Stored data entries

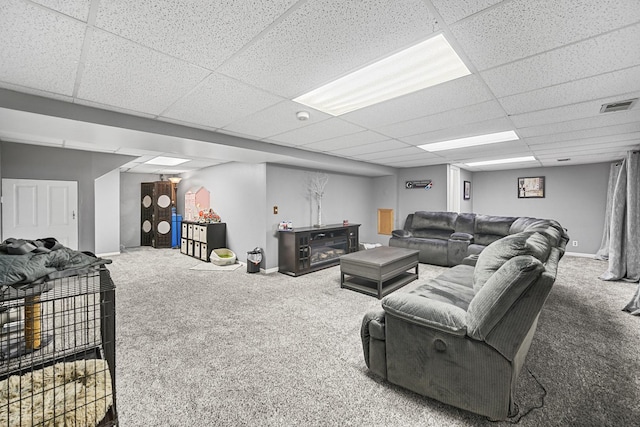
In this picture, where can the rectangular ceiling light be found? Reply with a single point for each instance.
(426, 64)
(471, 141)
(166, 161)
(503, 161)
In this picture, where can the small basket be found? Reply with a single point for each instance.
(222, 256)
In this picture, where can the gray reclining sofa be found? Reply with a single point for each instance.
(447, 238)
(462, 338)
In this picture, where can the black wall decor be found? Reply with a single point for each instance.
(420, 184)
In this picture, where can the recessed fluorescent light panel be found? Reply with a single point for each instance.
(166, 161)
(421, 66)
(503, 161)
(471, 141)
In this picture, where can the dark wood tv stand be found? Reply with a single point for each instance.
(307, 249)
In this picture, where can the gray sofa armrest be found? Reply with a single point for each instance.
(402, 234)
(470, 260)
(426, 312)
(461, 236)
(372, 324)
(372, 334)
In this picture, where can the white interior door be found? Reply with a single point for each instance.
(34, 209)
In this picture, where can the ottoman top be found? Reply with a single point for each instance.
(380, 255)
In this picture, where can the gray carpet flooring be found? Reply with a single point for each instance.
(229, 348)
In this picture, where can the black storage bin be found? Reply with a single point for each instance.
(254, 258)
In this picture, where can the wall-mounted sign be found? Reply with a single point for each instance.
(423, 183)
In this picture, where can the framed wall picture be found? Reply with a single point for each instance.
(531, 187)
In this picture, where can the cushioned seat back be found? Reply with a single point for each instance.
(552, 229)
(433, 225)
(500, 293)
(503, 273)
(500, 251)
(465, 223)
(489, 228)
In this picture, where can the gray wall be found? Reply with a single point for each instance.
(466, 205)
(130, 202)
(574, 195)
(238, 195)
(385, 196)
(107, 190)
(346, 197)
(24, 161)
(413, 200)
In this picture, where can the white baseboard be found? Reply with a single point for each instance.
(580, 254)
(108, 254)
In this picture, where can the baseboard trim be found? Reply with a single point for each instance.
(108, 254)
(580, 255)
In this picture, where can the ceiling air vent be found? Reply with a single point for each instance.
(618, 106)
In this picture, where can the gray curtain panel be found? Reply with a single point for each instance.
(623, 228)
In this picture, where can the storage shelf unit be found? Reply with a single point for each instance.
(199, 239)
(70, 329)
(308, 249)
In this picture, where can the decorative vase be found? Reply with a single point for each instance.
(319, 224)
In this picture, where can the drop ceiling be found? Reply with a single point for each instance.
(213, 82)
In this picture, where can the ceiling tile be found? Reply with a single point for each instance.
(602, 142)
(390, 146)
(88, 146)
(40, 49)
(78, 9)
(202, 32)
(584, 133)
(325, 39)
(447, 119)
(604, 85)
(596, 121)
(331, 128)
(566, 112)
(37, 92)
(390, 154)
(346, 141)
(274, 120)
(517, 29)
(220, 100)
(453, 11)
(127, 75)
(591, 57)
(443, 97)
(473, 129)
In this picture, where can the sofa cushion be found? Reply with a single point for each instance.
(401, 234)
(490, 228)
(431, 233)
(500, 251)
(454, 286)
(434, 220)
(500, 293)
(437, 314)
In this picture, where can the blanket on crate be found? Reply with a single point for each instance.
(27, 265)
(65, 394)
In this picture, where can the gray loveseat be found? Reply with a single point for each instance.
(447, 238)
(462, 338)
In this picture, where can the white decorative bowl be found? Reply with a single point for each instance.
(222, 256)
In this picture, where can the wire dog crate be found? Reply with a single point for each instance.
(57, 354)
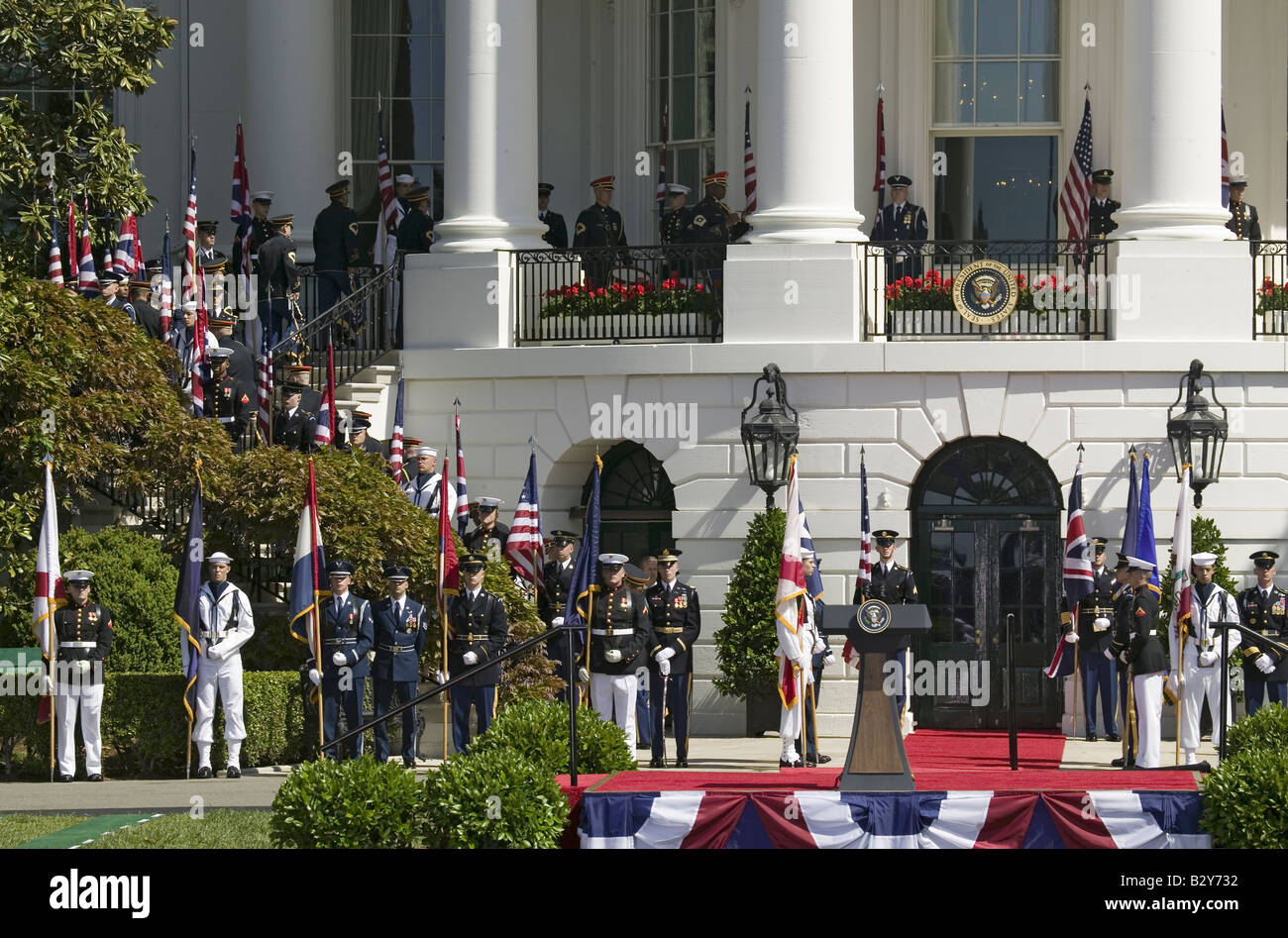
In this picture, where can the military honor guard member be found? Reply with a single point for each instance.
(1244, 221)
(348, 634)
(557, 230)
(1094, 634)
(488, 535)
(677, 619)
(1140, 634)
(477, 634)
(558, 574)
(425, 487)
(905, 223)
(619, 633)
(1263, 608)
(1207, 648)
(226, 625)
(84, 634)
(399, 622)
(600, 226)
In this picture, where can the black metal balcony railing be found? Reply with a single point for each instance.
(593, 295)
(1270, 290)
(1063, 289)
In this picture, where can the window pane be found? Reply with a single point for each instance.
(1038, 92)
(954, 103)
(1039, 27)
(954, 29)
(996, 93)
(997, 27)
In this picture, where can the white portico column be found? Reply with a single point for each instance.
(1177, 274)
(490, 156)
(805, 115)
(290, 115)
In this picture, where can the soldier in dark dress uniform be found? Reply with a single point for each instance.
(226, 398)
(1243, 218)
(1263, 609)
(553, 604)
(82, 632)
(1094, 637)
(557, 230)
(477, 634)
(599, 226)
(489, 535)
(903, 222)
(348, 634)
(416, 230)
(335, 247)
(399, 622)
(677, 619)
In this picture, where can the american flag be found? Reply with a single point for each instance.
(395, 446)
(463, 499)
(189, 236)
(1225, 165)
(879, 179)
(88, 281)
(1078, 578)
(240, 206)
(524, 547)
(265, 393)
(55, 257)
(1076, 195)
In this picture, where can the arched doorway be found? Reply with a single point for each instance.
(635, 501)
(986, 544)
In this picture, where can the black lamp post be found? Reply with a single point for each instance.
(771, 435)
(1198, 435)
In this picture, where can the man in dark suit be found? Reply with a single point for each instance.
(478, 633)
(677, 617)
(557, 230)
(348, 634)
(905, 223)
(1093, 635)
(399, 622)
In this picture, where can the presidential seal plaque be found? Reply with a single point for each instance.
(984, 292)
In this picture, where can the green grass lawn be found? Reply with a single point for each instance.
(18, 829)
(218, 829)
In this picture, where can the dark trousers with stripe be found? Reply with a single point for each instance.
(483, 699)
(678, 692)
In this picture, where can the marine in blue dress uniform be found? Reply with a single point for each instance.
(477, 634)
(399, 622)
(348, 634)
(677, 619)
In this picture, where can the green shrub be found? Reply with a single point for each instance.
(493, 797)
(1265, 731)
(352, 803)
(539, 729)
(1245, 800)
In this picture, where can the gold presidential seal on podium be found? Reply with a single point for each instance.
(986, 292)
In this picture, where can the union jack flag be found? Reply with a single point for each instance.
(524, 547)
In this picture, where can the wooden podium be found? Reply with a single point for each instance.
(876, 759)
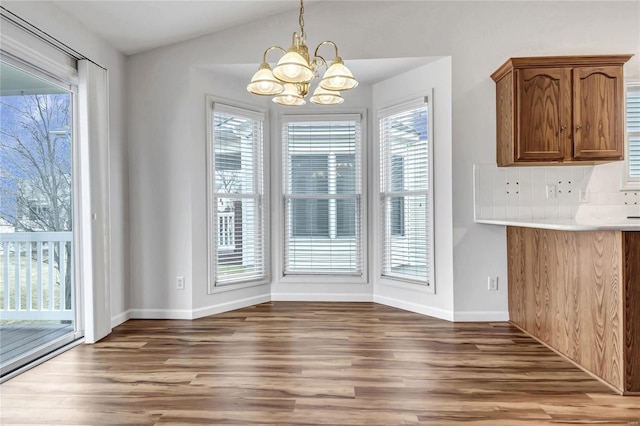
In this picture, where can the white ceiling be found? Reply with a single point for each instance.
(133, 26)
(139, 25)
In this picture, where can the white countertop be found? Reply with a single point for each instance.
(584, 224)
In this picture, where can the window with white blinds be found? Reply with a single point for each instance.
(633, 134)
(236, 217)
(406, 193)
(322, 191)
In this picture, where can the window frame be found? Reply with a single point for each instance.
(428, 286)
(309, 277)
(629, 183)
(262, 200)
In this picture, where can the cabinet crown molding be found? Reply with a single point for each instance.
(559, 61)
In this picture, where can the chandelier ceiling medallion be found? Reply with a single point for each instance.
(289, 80)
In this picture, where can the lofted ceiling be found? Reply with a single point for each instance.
(133, 26)
(139, 25)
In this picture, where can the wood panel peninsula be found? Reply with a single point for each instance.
(578, 292)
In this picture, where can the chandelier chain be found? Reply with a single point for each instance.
(301, 20)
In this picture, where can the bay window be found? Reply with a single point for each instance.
(235, 205)
(406, 192)
(322, 191)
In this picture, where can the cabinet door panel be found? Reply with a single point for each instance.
(598, 113)
(543, 100)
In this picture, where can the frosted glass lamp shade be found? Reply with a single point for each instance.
(338, 77)
(326, 97)
(264, 83)
(289, 96)
(293, 68)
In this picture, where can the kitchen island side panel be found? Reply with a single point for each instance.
(565, 289)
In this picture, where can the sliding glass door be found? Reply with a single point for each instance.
(37, 291)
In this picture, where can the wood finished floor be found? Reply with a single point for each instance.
(290, 363)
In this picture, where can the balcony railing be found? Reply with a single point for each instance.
(226, 231)
(36, 269)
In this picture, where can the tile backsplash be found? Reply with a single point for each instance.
(554, 192)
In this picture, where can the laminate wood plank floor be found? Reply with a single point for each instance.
(294, 363)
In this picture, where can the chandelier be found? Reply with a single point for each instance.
(289, 80)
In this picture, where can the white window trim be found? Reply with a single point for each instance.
(279, 208)
(628, 183)
(245, 110)
(398, 282)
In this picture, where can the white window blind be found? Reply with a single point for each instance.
(406, 193)
(322, 195)
(633, 132)
(236, 218)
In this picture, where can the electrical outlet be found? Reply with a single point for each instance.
(584, 196)
(492, 283)
(551, 191)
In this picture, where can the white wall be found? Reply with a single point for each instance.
(433, 80)
(166, 168)
(58, 24)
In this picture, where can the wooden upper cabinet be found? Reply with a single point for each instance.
(598, 113)
(560, 109)
(543, 113)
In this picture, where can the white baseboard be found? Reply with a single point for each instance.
(120, 318)
(321, 297)
(230, 306)
(414, 307)
(160, 314)
(481, 316)
(465, 316)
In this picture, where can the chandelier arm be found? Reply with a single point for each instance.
(266, 52)
(301, 20)
(315, 64)
(335, 46)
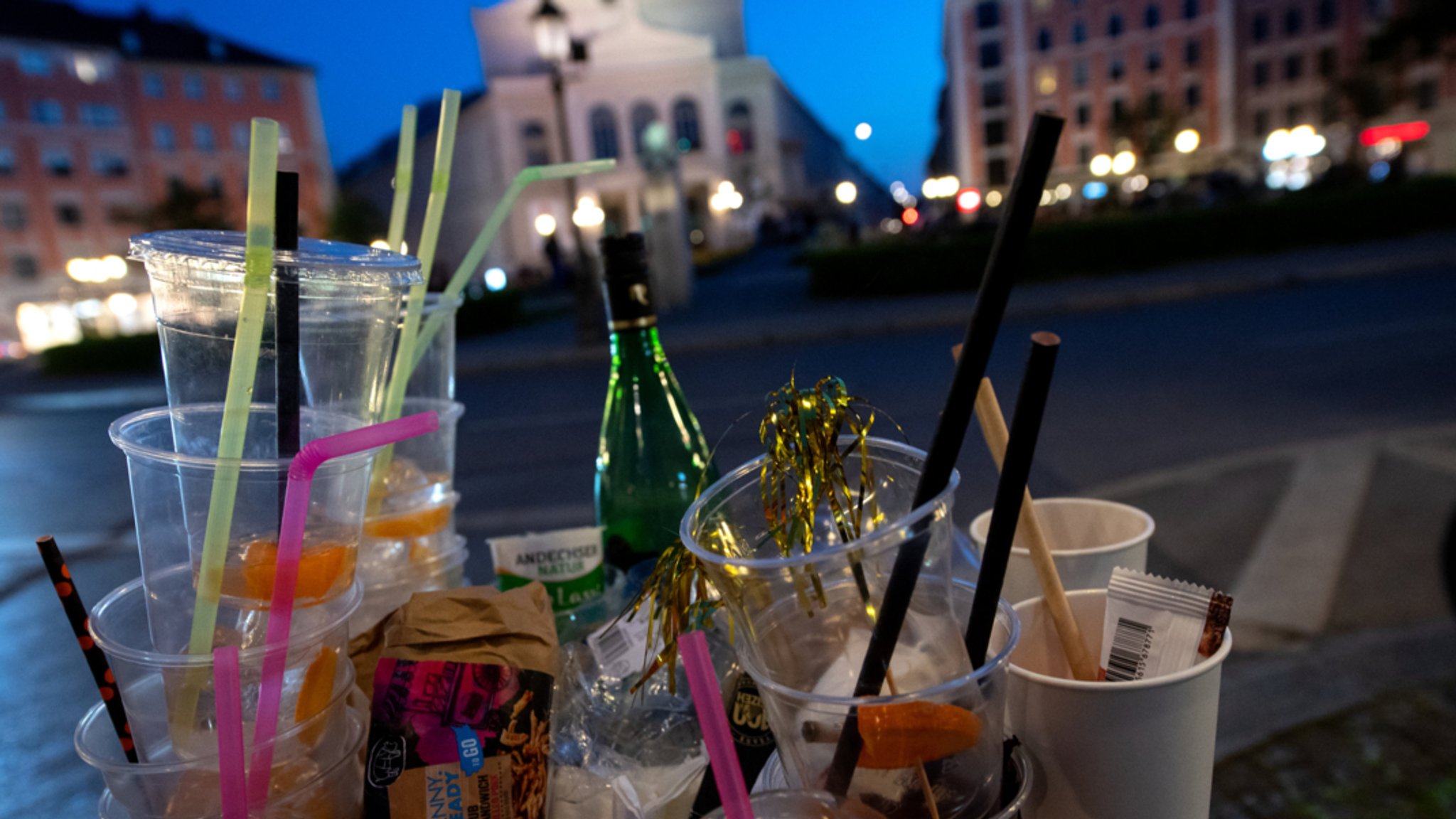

**Exercise prompt:**
Leaving the pictures aside, copy exactly and only the lines from the one holding "In this picture, where can the electrical" through the final line of the data, both ends kept.

**Finished exercise:**
In this picture, where can the electrical outlet be found? Reply with a single point for each instance.
(584, 196)
(492, 283)
(551, 191)
In this picture, where can the white wall be found? Reply with a single point for each instance.
(433, 80)
(166, 168)
(58, 24)
In this picture, where can the wooden upper cabinet be found? Reply with a single point for each instance.
(598, 113)
(560, 109)
(543, 113)
In this picture, where can the white baseboard be found? Reply with a single point for each instance.
(120, 318)
(321, 297)
(230, 306)
(414, 307)
(160, 314)
(481, 316)
(465, 316)
In this picture, where can the chandelier arm be found? Reply with a single point for each instance.
(266, 52)
(301, 20)
(315, 64)
(335, 46)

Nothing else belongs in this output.